Items listed in a dataset
_ _ _ _ _ _ _
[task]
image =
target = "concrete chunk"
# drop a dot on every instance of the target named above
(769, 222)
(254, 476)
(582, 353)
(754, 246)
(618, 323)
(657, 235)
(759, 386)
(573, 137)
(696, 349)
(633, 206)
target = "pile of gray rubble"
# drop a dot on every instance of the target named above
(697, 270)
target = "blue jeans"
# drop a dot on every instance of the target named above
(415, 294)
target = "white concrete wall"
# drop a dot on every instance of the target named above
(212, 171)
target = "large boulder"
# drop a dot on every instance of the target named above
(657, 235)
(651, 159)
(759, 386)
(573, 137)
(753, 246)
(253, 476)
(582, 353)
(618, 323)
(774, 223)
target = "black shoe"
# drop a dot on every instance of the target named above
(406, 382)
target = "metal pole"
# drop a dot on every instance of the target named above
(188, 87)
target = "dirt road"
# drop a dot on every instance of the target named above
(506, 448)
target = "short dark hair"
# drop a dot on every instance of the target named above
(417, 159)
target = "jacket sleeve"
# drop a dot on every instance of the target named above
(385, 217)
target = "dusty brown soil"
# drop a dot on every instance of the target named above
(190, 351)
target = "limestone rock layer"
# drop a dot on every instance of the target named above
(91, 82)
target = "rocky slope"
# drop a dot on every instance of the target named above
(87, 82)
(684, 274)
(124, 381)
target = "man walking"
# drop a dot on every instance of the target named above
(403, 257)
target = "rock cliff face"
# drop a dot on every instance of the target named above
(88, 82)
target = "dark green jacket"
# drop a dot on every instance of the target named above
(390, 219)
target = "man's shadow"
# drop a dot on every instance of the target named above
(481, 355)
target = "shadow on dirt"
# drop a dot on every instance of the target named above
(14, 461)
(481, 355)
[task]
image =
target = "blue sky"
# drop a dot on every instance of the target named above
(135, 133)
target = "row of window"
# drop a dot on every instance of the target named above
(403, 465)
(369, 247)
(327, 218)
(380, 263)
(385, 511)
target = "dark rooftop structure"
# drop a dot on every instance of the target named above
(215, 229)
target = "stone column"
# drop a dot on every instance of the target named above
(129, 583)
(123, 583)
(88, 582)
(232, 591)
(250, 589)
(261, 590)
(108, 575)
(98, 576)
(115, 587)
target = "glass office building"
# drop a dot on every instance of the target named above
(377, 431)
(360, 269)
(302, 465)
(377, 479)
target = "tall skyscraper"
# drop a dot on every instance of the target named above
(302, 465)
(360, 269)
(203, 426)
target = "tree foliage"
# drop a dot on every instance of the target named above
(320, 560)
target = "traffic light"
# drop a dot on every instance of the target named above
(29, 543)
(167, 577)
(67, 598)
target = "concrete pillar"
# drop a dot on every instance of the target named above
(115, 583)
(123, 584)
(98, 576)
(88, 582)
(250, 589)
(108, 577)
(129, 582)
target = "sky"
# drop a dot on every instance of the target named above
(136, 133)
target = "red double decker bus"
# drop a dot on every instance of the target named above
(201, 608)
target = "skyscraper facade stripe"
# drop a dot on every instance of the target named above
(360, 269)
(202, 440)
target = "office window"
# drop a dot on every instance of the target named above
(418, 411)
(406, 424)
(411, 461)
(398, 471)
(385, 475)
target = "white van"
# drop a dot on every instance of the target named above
_ _ _ _ _ _ _
EXERCISE
The full set of lines above should be retyped without a single change.

EXERCISE RESULT
[task]
image =
target = "concrete chunk"
# drop a dot on every instance of the target named above
(769, 222)
(254, 476)
(582, 353)
(754, 246)
(618, 323)
(657, 235)
(759, 386)
(573, 137)
(696, 349)
(633, 206)
target = "pile of gray rubble"
# drop a dot on every instance of the target named above
(697, 270)
target = "blue jeans"
# drop a dot on every instance of the target named above
(415, 294)
target = "white concrete wall"
# drop a dot on every instance of the target named above
(212, 171)
target = "large boulder"
# drop a dot on every instance of the target named above
(657, 235)
(651, 159)
(759, 386)
(573, 137)
(753, 246)
(253, 476)
(582, 353)
(618, 323)
(774, 223)
target = "black shoe"
# drop a dot on every instance of the target named above
(406, 382)
target = "metal pole"
# drop a dot on every instance of the target named above
(188, 87)
target = "dirt road"
# drop a dot on every instance of the target named above
(506, 448)
target = "short dark hair"
# drop a dot on every instance of the target named above
(417, 159)
target = "jacket sleeve"
# drop a dot on every instance of the target named above
(385, 217)
target = "dusty brown soil"
# drop a dot on every instance of the target named above
(190, 351)
target = "limestone rock layer"
# drop a dot on every instance of the target named above
(91, 82)
target = "rocky slope"
# drop a dot on every instance of the target named above
(87, 82)
(684, 274)
(124, 381)
target = "man walking"
# drop a dot on every instance of the target named above
(403, 257)
target = "rock cliff face"
# drop a dot on every instance of the target named above
(88, 82)
target = "dark green jacket"
# drop a dot on every instance of the target named above
(390, 219)
target = "man's shadow"
# drop a dot on every instance of the target named above
(481, 355)
target = "shadow on dirt"
# drop a dot on every instance of the target named above
(14, 461)
(481, 355)
[task]
image =
target = "blue sky"
# drop a dot on every instance of the target named above
(135, 133)
target = "row of window"
# drop a dot on every instance of the target named above
(403, 465)
(369, 247)
(327, 218)
(380, 263)
(385, 511)
target = "dark rooftop structure"
# drop a dot on every instance of the target named above
(215, 229)
target = "stone column"
# drop a dot on every instance of the target named above
(129, 583)
(123, 583)
(88, 582)
(232, 591)
(250, 589)
(261, 590)
(108, 575)
(98, 576)
(115, 587)
target = "glass office building"
# drop a dot on every instance of the target named above
(377, 431)
(360, 269)
(302, 465)
(377, 479)
target = "tall skyscraper"
# drop a dot on every instance of the target named above
(302, 465)
(360, 269)
(203, 426)
target = "tree foliage"
# drop a dot on every instance of the target named above
(320, 560)
target = "traffic light"
# drop a dot on every instance of the target named above
(29, 543)
(167, 577)
(67, 598)
target = "concrete pillar"
# drop a dot on every instance of the target named above
(115, 583)
(123, 584)
(98, 576)
(88, 582)
(250, 589)
(108, 577)
(129, 582)
target = "sky"
# drop a dot on every instance of the target named above
(136, 133)
target = "red double decker bus"
# drop a dot on every instance of the target named above
(201, 608)
target = "skyscraper facade stripe"
# drop a dot on every instance of the target named above
(360, 269)
(202, 440)
target = "office window"
# drop a dot on every instance of the target named above
(418, 411)
(406, 424)
(411, 461)
(398, 471)
(385, 475)
target = "white van"
# drop a dot on every instance of the target named above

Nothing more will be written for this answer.